DIRECTIVES:
**a.** List the three roles that, according to the excerpt about the McDaniel family below, describe McDaniel's presence that lasted long after her Academy win.
**b.** Reproduce verbatim the passage of the McDaniel family excerpt below that opens with the words containing "Documenting this history" and closes with "Hollywood she touched.".

EXCERPTED TEXT:
>> begin
Documenting this history has been a multi-generational goal of the McDaniel family, a baton passed to Goff from his own father. Beyond the award, the 59-year-old says, McDaniel placed everlasting fingerprints on every part of Hollywood she touched.
Something that isn't preserved nearly as well as her Academy recognition is the significance of the entire McDaniel family. If we were to take a more broad look at the McDaniel story, says Goff, it would be a Hollywood name uttered in the same breath as the Barrymores'.
McDaniel was born into a wealth of creativity. She began as a childhood Vaudeville performer who took to the stage alongside several of her 13 older siblings, including Goff's great-grandmother Etta. The family wasn't limited to acting, either — McDaniel wrote and performed music, she did radio shows, and, to the surprise of Goff, she even played the drums. In her own words, she "played everything but the harp."
In many ways, the family legacy is also one of unspoken activism, started by the participation of McDaniel's father, who was born into slavery, in the Union's Civil War effort, and continued in the defiant early performances of her and her siblings — at the turn of the century, McDaniel was even performing in "whiteface," a radical choice to subvert the popularity of white-led minstrel shows. McDaniel's presence as a Hollywood mentor, a charitable benefactor, and a community builder lasted long after her historic Academy win, which Goff explained did little to overcome systemic racism at the time.
Post-Oscars, McDaniel still suffered injustices at the hands of the industry and history-keepers. At 47 years old, her performance as Gone With the Wind's domestic servant (now frequently referred to in critiques of the broader "Mammy" caricature) received criticism from organizations like the NAACP for promoting Black stereotypes. Nationwide, many members of the Black community recoiled against her acting choices in debates on the definition of "racial progress."
>> end
INFORMATION SHOWN:
>> begin
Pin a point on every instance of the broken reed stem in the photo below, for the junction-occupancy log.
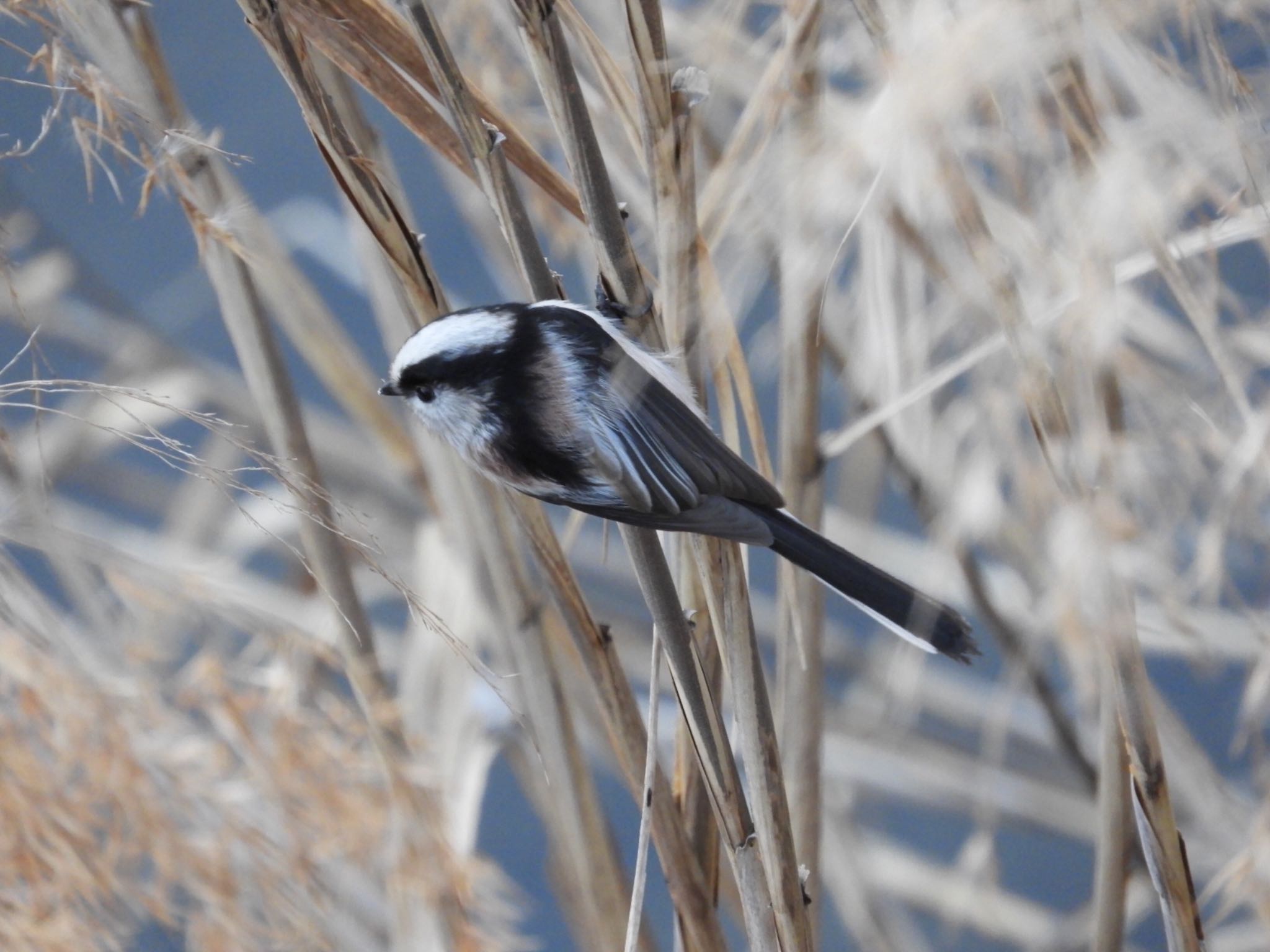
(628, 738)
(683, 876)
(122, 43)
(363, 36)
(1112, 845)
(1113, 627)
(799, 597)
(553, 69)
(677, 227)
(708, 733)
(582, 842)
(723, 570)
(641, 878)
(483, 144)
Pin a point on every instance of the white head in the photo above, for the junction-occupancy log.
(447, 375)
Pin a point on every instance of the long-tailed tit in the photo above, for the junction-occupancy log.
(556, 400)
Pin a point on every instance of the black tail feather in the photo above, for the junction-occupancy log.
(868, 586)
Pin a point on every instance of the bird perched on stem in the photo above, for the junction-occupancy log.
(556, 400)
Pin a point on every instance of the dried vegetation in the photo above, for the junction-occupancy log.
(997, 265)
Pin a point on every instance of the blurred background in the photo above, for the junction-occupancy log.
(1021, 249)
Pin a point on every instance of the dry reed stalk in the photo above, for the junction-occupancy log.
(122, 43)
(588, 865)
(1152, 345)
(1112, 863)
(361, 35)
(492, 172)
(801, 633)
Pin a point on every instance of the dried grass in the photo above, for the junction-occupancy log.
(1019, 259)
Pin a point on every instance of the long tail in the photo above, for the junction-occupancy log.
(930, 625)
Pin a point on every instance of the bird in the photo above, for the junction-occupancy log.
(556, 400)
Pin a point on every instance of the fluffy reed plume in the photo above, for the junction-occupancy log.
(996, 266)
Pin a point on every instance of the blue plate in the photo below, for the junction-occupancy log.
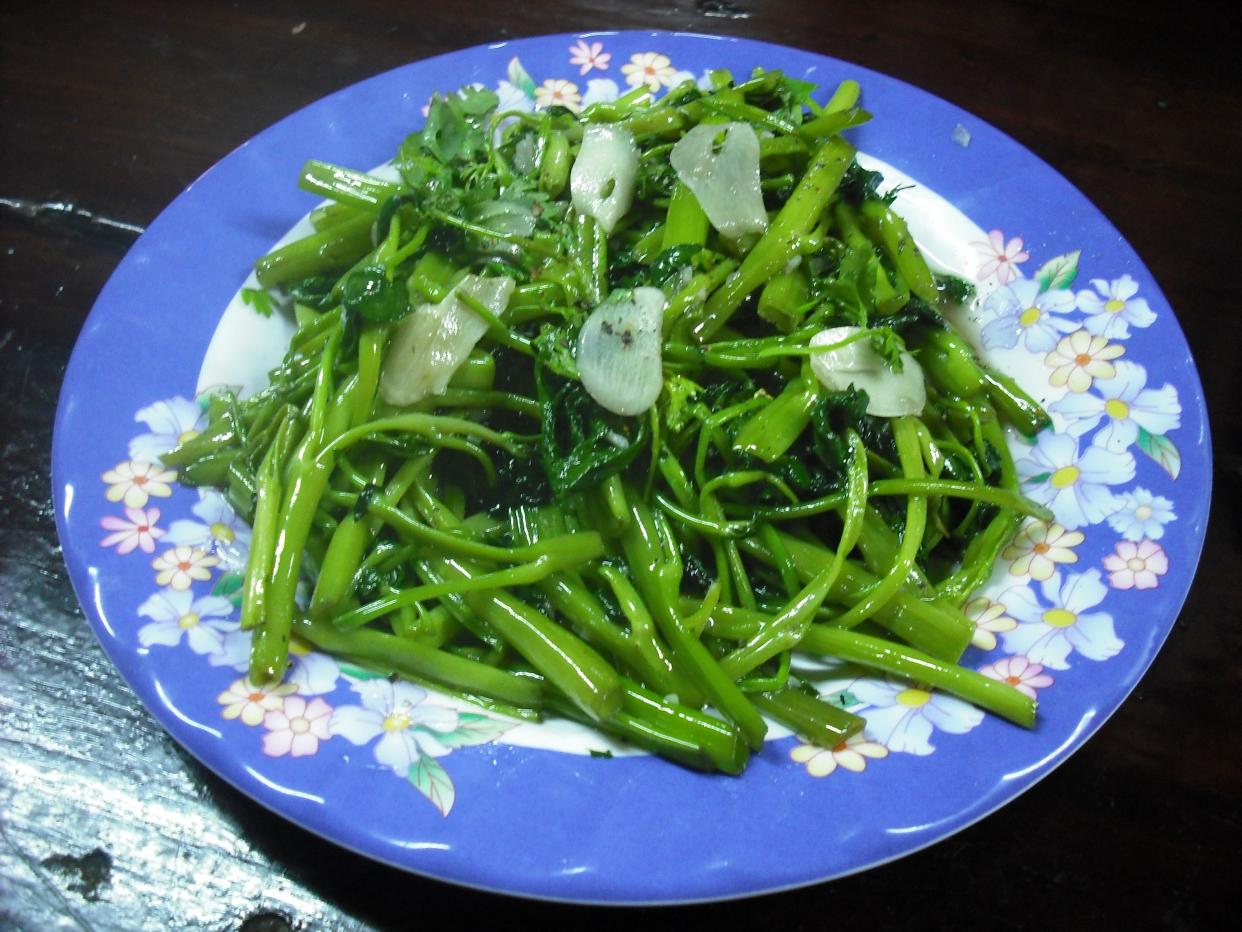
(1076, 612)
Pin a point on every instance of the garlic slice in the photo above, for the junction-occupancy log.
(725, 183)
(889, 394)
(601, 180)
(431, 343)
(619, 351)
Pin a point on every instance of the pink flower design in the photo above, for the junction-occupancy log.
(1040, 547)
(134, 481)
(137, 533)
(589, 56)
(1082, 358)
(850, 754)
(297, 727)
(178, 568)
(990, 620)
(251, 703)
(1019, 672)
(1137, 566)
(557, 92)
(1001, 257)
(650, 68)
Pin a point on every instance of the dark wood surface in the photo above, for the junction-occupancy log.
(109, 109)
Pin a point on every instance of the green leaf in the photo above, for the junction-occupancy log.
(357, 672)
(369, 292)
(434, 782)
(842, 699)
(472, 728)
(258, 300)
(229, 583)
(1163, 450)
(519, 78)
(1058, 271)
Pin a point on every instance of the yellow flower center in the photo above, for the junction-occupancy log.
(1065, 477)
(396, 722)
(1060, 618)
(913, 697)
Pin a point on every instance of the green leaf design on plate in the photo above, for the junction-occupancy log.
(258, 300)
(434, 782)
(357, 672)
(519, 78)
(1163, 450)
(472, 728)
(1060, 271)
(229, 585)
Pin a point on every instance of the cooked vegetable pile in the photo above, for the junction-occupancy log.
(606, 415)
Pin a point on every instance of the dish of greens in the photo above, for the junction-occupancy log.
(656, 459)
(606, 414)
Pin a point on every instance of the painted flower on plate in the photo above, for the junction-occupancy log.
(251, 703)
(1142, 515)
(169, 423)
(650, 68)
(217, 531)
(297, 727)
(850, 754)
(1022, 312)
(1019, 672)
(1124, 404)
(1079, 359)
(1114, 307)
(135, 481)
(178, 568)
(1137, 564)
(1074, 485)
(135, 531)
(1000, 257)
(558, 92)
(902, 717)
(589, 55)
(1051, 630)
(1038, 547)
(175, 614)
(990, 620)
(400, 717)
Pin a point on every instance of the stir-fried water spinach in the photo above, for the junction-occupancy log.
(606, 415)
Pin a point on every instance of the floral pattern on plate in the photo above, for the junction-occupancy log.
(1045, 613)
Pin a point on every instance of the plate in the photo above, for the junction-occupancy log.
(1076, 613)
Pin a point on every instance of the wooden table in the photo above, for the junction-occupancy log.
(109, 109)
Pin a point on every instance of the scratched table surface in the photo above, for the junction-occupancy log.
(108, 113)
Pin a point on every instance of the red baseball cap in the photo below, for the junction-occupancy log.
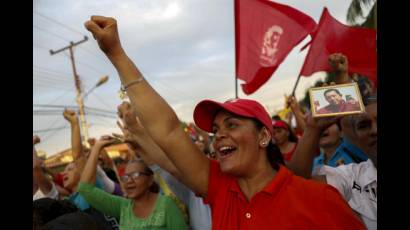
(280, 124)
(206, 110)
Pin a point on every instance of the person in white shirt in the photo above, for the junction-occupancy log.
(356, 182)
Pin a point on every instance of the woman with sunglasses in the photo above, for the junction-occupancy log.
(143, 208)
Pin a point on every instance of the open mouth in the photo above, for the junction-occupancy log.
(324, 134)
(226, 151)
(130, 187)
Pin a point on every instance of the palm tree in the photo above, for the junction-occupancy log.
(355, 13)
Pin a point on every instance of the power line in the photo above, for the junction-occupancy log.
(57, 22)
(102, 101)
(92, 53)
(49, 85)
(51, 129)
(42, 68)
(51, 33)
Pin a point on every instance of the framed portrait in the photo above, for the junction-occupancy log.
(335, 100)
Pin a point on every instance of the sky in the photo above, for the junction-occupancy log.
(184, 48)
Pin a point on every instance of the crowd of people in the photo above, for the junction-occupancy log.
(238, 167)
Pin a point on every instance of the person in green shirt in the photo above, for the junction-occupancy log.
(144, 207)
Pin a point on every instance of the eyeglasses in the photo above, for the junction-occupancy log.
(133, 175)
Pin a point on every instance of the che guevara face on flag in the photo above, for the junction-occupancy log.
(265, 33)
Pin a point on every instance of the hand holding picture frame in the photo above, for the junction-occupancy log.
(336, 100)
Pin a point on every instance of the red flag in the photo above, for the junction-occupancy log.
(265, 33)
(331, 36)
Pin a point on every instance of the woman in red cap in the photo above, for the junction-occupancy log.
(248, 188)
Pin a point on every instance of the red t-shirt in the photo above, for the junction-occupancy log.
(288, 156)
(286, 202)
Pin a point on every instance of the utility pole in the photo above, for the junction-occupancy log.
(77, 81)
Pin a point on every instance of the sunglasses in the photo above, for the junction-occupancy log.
>> end
IN RESPONSE:
**a.**
a Hollywood mentor
a charitable benefactor
a community builder

**b.**
Documenting this history has been a multi-generational goal of the McDaniel family, a baton passed to Goff from his own father. Beyond the award, the 59-year-old says, McDaniel placed everlasting fingerprints on every part of Hollywood she touched.